TEXT PROVIDED:
########
Source: http://www.lacba.org/showpage.cfm?pageid=968
Timestamp: 2015-04-27 15:32:52
Document Index: 507510342

Matched Legal Cases: ['§ 6068', '§ 6068', '§ 951', '§ 6068', '§ 951', '§ 6068', '§ 6068', '§ 6068', '§ 6068']

FORMAL OPINION No. 506
Conflicts of interest – An attorney has a duty to preserve the confidentiality of information obtained in the course of initial consultations with a prospective client, where the consultations do not result in the retention of the attorney. An attorney has no duty to disclose such information to an existing client, even though it may be significant to the existing client, where the information is unrelated to the attorney's representation of the existing client.
Flatt v. Superior Court (Daniel), 9 Cal. 4th 275 (1994)
People v. SpeeDee Oil Change Systems, Inc., 20 Cal. 4th 1135 (1999)
§ 6068(e)
§ 6068(m)
########
[Location identification entries]
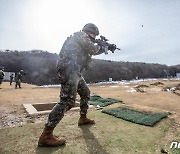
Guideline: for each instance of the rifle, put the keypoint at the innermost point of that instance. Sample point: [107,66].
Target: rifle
[103,41]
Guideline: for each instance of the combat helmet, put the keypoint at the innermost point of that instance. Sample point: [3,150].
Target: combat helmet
[91,28]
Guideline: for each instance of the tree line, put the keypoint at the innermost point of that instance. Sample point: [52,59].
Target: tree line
[40,67]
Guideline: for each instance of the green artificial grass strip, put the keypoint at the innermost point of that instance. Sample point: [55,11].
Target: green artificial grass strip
[102,102]
[134,116]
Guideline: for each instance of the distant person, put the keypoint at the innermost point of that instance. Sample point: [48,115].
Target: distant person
[18,78]
[11,78]
[1,75]
[75,56]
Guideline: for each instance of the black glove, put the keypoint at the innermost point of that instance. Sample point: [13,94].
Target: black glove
[112,47]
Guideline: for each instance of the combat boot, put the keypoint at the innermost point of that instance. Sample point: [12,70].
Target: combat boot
[83,120]
[47,139]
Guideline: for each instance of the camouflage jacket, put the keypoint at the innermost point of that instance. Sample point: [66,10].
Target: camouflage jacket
[2,74]
[18,77]
[77,50]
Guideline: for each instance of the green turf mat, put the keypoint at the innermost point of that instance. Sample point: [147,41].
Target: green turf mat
[134,116]
[102,102]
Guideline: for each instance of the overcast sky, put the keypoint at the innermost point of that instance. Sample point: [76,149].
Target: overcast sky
[45,24]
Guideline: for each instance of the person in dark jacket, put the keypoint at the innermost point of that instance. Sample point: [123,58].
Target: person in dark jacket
[74,57]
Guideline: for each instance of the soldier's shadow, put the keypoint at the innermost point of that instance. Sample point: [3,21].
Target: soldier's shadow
[91,141]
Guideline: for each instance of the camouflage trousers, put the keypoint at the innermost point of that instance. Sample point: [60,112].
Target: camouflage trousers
[18,84]
[71,84]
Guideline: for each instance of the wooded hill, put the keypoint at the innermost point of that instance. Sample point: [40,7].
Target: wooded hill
[40,67]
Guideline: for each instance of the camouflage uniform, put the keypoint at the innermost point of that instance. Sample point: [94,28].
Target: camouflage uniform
[11,79]
[75,56]
[18,79]
[1,76]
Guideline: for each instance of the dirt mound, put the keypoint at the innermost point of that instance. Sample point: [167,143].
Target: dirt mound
[142,86]
[175,89]
[157,83]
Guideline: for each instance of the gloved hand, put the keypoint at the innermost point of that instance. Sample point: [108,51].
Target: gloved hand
[112,47]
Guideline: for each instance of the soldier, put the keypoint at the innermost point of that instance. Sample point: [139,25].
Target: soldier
[11,78]
[18,78]
[1,75]
[74,57]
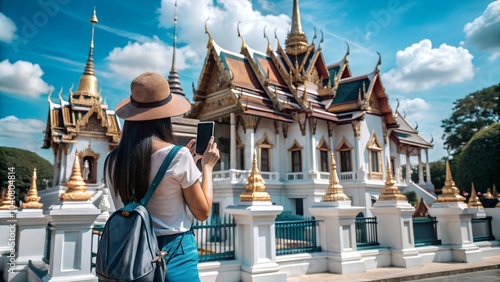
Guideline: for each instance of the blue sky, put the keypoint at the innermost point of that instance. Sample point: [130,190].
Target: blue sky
[433,52]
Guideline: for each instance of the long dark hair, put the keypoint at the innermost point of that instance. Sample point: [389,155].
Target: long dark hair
[130,163]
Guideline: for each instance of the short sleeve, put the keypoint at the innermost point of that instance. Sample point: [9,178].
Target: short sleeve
[184,169]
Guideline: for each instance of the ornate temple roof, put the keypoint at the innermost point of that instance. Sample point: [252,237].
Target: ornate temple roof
[84,114]
[288,84]
[407,135]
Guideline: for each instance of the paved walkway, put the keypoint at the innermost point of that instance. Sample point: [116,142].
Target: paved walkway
[394,274]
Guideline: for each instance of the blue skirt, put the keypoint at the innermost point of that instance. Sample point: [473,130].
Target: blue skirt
[182,257]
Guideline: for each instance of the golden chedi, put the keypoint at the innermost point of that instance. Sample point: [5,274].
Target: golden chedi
[31,199]
[5,203]
[450,193]
[474,200]
[76,187]
[488,194]
[391,191]
[254,189]
[334,191]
########
REQUIRED WORK:
1. List every case and statute section cited in the lines after the summary paragraph of the formal opinion on conflicts of interest.
2. In the records, start at the line that has "Guideline: for each instance of the golden" and go through the end of the records. Rewrite those lines, swapping "golden chedi" for "gilded stupa" and changing nothing else.

TASK SOLUTIONS:
1.
- Flatt v. Superior Court (Daniel), 9 Cal. 4th 275 (1994)
- People v. SpeeDee Oil Change Systems, Inc., 20 Cal. 4th 1135 (1999)
- § 6068(e)
- § 6068(m)

2.
Guideline: for each instance of the gilded stupa, put the keypoint at the innermost point of that instance. Sample point: [5,274].
Target: gilded stupa
[31,199]
[5,203]
[450,193]
[474,200]
[76,187]
[488,194]
[391,191]
[254,189]
[334,191]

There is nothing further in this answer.